### Task directions
Exactly repeat the material, dropping only the pictures.

### Data provided
╔══
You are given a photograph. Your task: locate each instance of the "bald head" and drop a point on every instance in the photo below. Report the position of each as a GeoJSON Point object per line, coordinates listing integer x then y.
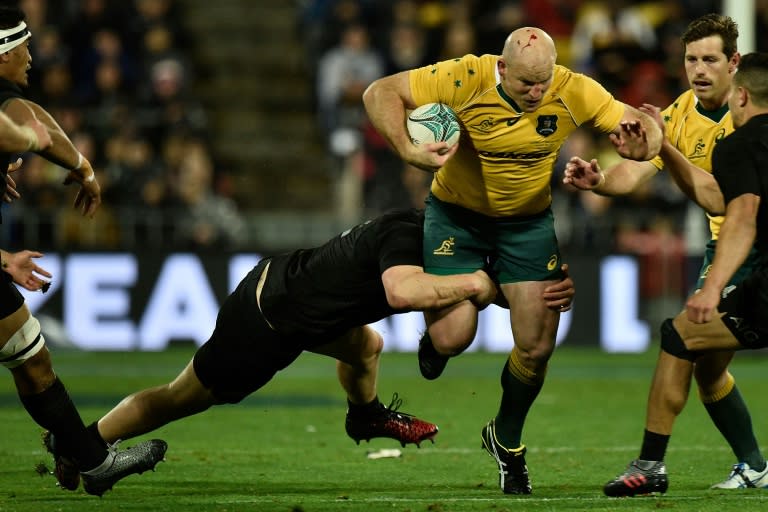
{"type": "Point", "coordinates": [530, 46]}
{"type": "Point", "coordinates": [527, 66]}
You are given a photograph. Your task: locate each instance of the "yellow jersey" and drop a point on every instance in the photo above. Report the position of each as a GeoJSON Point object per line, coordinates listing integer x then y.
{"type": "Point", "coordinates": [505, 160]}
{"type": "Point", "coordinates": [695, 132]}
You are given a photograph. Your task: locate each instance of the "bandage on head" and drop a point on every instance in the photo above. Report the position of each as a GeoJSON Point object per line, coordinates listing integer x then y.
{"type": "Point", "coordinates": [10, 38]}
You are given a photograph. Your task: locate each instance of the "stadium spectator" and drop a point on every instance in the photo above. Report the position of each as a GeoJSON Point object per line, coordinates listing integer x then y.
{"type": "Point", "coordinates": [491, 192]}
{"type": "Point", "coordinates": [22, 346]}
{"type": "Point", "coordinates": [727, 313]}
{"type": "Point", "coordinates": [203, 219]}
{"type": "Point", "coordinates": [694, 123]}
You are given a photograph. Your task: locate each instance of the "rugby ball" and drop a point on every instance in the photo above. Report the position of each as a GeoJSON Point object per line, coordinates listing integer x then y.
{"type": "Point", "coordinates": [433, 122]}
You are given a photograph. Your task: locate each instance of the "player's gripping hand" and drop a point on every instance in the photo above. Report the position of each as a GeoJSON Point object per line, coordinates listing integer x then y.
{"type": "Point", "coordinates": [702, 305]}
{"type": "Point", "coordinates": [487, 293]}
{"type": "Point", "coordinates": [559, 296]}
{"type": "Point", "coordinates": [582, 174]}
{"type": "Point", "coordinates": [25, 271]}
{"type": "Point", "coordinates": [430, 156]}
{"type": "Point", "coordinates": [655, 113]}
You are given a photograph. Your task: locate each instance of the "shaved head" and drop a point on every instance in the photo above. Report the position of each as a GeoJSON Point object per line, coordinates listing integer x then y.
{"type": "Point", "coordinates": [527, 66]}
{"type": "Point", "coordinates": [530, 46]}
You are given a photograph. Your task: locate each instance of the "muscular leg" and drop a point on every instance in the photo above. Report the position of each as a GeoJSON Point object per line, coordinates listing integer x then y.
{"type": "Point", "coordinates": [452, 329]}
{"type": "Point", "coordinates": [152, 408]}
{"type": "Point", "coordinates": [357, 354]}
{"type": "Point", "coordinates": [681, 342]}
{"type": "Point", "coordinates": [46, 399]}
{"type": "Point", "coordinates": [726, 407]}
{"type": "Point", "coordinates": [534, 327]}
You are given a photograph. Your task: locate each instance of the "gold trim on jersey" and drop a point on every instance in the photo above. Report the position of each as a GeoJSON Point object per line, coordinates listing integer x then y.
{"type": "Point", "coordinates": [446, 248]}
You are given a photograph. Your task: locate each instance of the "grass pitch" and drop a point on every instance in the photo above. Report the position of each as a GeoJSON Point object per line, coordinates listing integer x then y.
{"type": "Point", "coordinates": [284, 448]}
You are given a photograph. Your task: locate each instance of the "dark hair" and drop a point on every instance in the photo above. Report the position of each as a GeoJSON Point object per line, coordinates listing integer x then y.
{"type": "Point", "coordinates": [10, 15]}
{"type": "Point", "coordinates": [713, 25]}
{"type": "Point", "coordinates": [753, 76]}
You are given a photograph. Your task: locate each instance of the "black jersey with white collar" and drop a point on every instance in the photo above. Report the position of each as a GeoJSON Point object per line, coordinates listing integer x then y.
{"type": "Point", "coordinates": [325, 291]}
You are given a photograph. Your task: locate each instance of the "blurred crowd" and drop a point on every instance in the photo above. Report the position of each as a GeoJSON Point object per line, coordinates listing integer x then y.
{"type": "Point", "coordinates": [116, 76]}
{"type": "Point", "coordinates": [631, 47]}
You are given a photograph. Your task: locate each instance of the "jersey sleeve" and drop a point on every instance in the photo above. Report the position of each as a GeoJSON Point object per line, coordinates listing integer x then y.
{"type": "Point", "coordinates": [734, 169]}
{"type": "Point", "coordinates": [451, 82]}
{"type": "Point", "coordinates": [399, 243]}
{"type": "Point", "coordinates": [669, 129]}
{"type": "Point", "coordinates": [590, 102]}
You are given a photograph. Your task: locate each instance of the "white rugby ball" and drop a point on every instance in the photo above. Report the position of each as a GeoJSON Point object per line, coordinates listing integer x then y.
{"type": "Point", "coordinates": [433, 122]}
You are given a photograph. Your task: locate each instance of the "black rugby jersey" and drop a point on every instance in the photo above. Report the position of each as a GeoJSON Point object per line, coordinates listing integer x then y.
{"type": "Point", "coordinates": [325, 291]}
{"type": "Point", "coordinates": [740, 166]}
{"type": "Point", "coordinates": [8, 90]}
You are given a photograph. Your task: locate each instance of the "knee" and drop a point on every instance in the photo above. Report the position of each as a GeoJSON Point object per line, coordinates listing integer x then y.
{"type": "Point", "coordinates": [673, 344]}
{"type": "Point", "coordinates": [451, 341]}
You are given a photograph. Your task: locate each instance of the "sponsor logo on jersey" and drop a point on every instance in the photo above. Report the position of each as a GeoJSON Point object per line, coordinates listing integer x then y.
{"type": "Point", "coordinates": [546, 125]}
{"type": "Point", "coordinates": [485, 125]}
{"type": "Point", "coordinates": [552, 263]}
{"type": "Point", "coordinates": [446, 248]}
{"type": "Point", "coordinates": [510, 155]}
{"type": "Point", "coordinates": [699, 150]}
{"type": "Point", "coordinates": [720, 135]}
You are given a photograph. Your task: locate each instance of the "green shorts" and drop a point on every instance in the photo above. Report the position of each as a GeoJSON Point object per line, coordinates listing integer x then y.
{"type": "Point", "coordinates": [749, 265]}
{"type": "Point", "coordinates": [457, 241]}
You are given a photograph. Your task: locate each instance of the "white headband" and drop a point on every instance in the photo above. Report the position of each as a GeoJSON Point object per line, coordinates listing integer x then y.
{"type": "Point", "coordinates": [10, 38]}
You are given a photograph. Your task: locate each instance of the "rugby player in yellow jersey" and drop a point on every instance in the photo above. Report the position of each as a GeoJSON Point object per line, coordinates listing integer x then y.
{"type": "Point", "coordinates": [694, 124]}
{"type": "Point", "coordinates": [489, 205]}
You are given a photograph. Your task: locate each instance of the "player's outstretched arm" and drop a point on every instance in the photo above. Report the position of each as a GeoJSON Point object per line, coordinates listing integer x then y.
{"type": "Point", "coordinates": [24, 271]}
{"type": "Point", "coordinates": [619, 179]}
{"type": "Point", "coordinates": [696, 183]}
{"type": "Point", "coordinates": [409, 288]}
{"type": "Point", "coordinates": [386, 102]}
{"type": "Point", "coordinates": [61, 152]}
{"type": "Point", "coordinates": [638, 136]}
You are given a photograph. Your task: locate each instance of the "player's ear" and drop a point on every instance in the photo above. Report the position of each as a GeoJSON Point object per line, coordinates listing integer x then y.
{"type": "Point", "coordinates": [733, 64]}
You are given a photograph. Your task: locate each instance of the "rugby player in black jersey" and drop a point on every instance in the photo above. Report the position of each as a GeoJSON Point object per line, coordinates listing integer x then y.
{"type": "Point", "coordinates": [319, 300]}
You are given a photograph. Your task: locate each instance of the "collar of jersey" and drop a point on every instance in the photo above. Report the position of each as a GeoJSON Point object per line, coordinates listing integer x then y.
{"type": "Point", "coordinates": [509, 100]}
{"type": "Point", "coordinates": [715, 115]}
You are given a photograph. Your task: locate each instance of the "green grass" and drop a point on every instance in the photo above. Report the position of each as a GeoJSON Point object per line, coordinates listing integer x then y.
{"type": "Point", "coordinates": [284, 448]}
╚══
### Output for this exercise
You are given a photograph. Your task: locate each instance of the "bald head" and drop a point on every instance in the photo below. Report the position of each as a GeoJSON Point object per line, coordinates listing integer x then y.
{"type": "Point", "coordinates": [530, 46]}
{"type": "Point", "coordinates": [527, 66]}
You are given a photograph. Your task: locate each instance of the "yellow jersey" and drop a point on every instance in the photo above. Report the position of each as a GeoJSON Point object per line, coordinates listing integer x then y.
{"type": "Point", "coordinates": [505, 160]}
{"type": "Point", "coordinates": [695, 132]}
You are given a photograph. Your task: locate each instance of the "bandage on head" and drop a point on every instance in the photo above. Report the position of each as a GeoJSON Point object per line, coordinates listing integer x then y.
{"type": "Point", "coordinates": [10, 38]}
You are given a photograph. Your task: locate each instance of the "stadium spectator" and drop a point on every instance in the photo above. Report the position of each as a GeoJSON Point object per line, coordinates listing integer x then y.
{"type": "Point", "coordinates": [491, 192]}
{"type": "Point", "coordinates": [22, 346]}
{"type": "Point", "coordinates": [727, 313]}
{"type": "Point", "coordinates": [203, 219]}
{"type": "Point", "coordinates": [694, 123]}
You are given a photograph. Your task: locate each instance of the "rugby ball" and drop a point on every instance in the photo above. Report the position of each as a GeoJSON Point object per line, coordinates listing integer x then y.
{"type": "Point", "coordinates": [433, 122]}
You are given a photograph. Your task: locate each instance of the "player's gripping hand" and drop a point on every instance in the photo above. Report the position of each as a GeoJSON Point object per line, coordinates listing integer x then y.
{"type": "Point", "coordinates": [702, 305]}
{"type": "Point", "coordinates": [487, 293]}
{"type": "Point", "coordinates": [559, 296]}
{"type": "Point", "coordinates": [582, 174]}
{"type": "Point", "coordinates": [25, 271]}
{"type": "Point", "coordinates": [430, 156]}
{"type": "Point", "coordinates": [655, 113]}
You are given a photograph. Your task: locate each instance of the "shaved head" and drop a point on every instance in the photo above. Report the position of each as a GeoJSON Point object per line, coordinates listing integer x then y.
{"type": "Point", "coordinates": [527, 66]}
{"type": "Point", "coordinates": [530, 46]}
You are given a photograph. Your task: locate each instance of the "muscular leg" and drop a point on every instance in the photo above. Report the position of each as a GeoJSON Point object per line, coordinates listing integer x then y.
{"type": "Point", "coordinates": [452, 329]}
{"type": "Point", "coordinates": [152, 408]}
{"type": "Point", "coordinates": [357, 354]}
{"type": "Point", "coordinates": [681, 342]}
{"type": "Point", "coordinates": [46, 399]}
{"type": "Point", "coordinates": [726, 407]}
{"type": "Point", "coordinates": [534, 327]}
You are given a photograph. Your task: locate each instance of the "gold trim on jersey" and drop a point on every instance in the photo above. Report the position of each as a GeoJSON Point object per line, coordinates listing integer x then y.
{"type": "Point", "coordinates": [446, 248]}
You are given a photograph. Your task: locate each instance of the "grass pitch" and drop a point on every instance in the photo above. Report the position of each as a GeoJSON Point object per line, coordinates listing integer x then y.
{"type": "Point", "coordinates": [284, 448]}
You are given a photograph. Your task: locate each instance of the "dark hair" and drop a point on every instance in the photo above. Report the position of each as a GeoJSON Point object per line, coordinates listing integer x then y.
{"type": "Point", "coordinates": [10, 15]}
{"type": "Point", "coordinates": [713, 25]}
{"type": "Point", "coordinates": [753, 76]}
You are given a photograph. Your task: locate each instance of the "black jersey with white collar" and drop a point on every instance in the photo above. Report the position of each as a GeoJSON Point object per line, coordinates listing integer x then y.
{"type": "Point", "coordinates": [325, 291]}
You are given a photograph. Your task: locate each instance of the "blurred crowd" and drop a point on every instance in the photo above. Report the position of each as a GeoJSON Point object per line, coordinates listing integer x then y.
{"type": "Point", "coordinates": [116, 76]}
{"type": "Point", "coordinates": [631, 47]}
You are given a photograph. Your task: locate each instance of the "jersey sleeve" and drop a point on every instance in the photo above. Report the position of each as a GeoJSON Point object per line, coordinates listing integer x then y.
{"type": "Point", "coordinates": [734, 169]}
{"type": "Point", "coordinates": [451, 82]}
{"type": "Point", "coordinates": [399, 243]}
{"type": "Point", "coordinates": [669, 129]}
{"type": "Point", "coordinates": [590, 102]}
You are given a photograph. Your task: locate each instance of the "white rugby ball" and drop a point on every instance in the photo above. Report the position of each as a GeoJSON Point object per line, coordinates listing integer x then y.
{"type": "Point", "coordinates": [433, 122]}
You are given a photograph. Your task: locate each instance of the "black rugby jersey" and drop a point on every instance in the photo above. Report the position of each as a GeoJSON Point object per line, coordinates listing integer x then y.
{"type": "Point", "coordinates": [325, 291]}
{"type": "Point", "coordinates": [740, 166]}
{"type": "Point", "coordinates": [8, 90]}
You are given a photograph. Your task: locate each instance of the "knee" and drop a point on every instance in the photo above. Report the position of each as a GeoJSON Point object per line, coordinates listing integer x then y.
{"type": "Point", "coordinates": [673, 344]}
{"type": "Point", "coordinates": [451, 341]}
You are given a photograph. Your task: locate each instance of the "sponsor logo on jersey" and drop a point on every instance in the photo above. Report the position of each as a GeoJSON Point object per line, coordinates listing integer x then y.
{"type": "Point", "coordinates": [546, 125]}
{"type": "Point", "coordinates": [485, 125]}
{"type": "Point", "coordinates": [552, 263]}
{"type": "Point", "coordinates": [446, 248]}
{"type": "Point", "coordinates": [510, 155]}
{"type": "Point", "coordinates": [699, 150]}
{"type": "Point", "coordinates": [720, 135]}
You are given a photograph. Your task: locate each instance of the "green shorts" and drop a point on every instance in the photo above. Report the position of each as a GeoJSON Point object per line, coordinates listing integer x then y.
{"type": "Point", "coordinates": [749, 265]}
{"type": "Point", "coordinates": [457, 241]}
You are given a photograph. Your task: locate each instance of the "white headband" and drop a point on every instance in the photo above. Report the position of each as a GeoJSON Point object per line, coordinates listing integer x then y.
{"type": "Point", "coordinates": [10, 38]}
You are given a photograph. Your task: locate each instance of the "rugby player in yellow jersey" and drop a point on every instance in the photo above. Report the position of each as a GeoJSON Point object per line, coordinates listing integer x then y.
{"type": "Point", "coordinates": [694, 124]}
{"type": "Point", "coordinates": [489, 205]}
You are given a photograph. Your task: locate each instance of the "player's outstretched arm" and drop a point on every instance in the photo above. Report the position of each as a GeoJSON Point object per line, coordinates listing integer x then y.
{"type": "Point", "coordinates": [24, 271]}
{"type": "Point", "coordinates": [619, 179]}
{"type": "Point", "coordinates": [696, 183]}
{"type": "Point", "coordinates": [409, 288]}
{"type": "Point", "coordinates": [386, 102]}
{"type": "Point", "coordinates": [61, 152]}
{"type": "Point", "coordinates": [638, 136]}
You are given a photograph. Your task: locate each instance of the "player's ear" and drop a point on every instance in the photo above. Report the position of each as a GeoJSON Point object per line, coordinates listing integer x then y.
{"type": "Point", "coordinates": [733, 64]}
You are given a photograph. Your task: locate each instance of the "rugby player in black jersey" and drop a point on every instance in the photo above. Report the position of each as a GeoJSON Point object per line, coordinates listing integer x then y.
{"type": "Point", "coordinates": [319, 300]}
You are given a photograph. Your task: locate each instance of the "collar of jersey" and drop a point on every instance in the photo above. Report the position of each as a GeoJSON Point object per line, coordinates listing integer x then y.
{"type": "Point", "coordinates": [509, 100]}
{"type": "Point", "coordinates": [715, 115]}
You are given a photograph. Your task: locate each instance of the "green grass" and drop a point on every instance in the photo above. Report the position of each as a GeoJSON Point object per line, coordinates listing integer x then y.
{"type": "Point", "coordinates": [284, 448]}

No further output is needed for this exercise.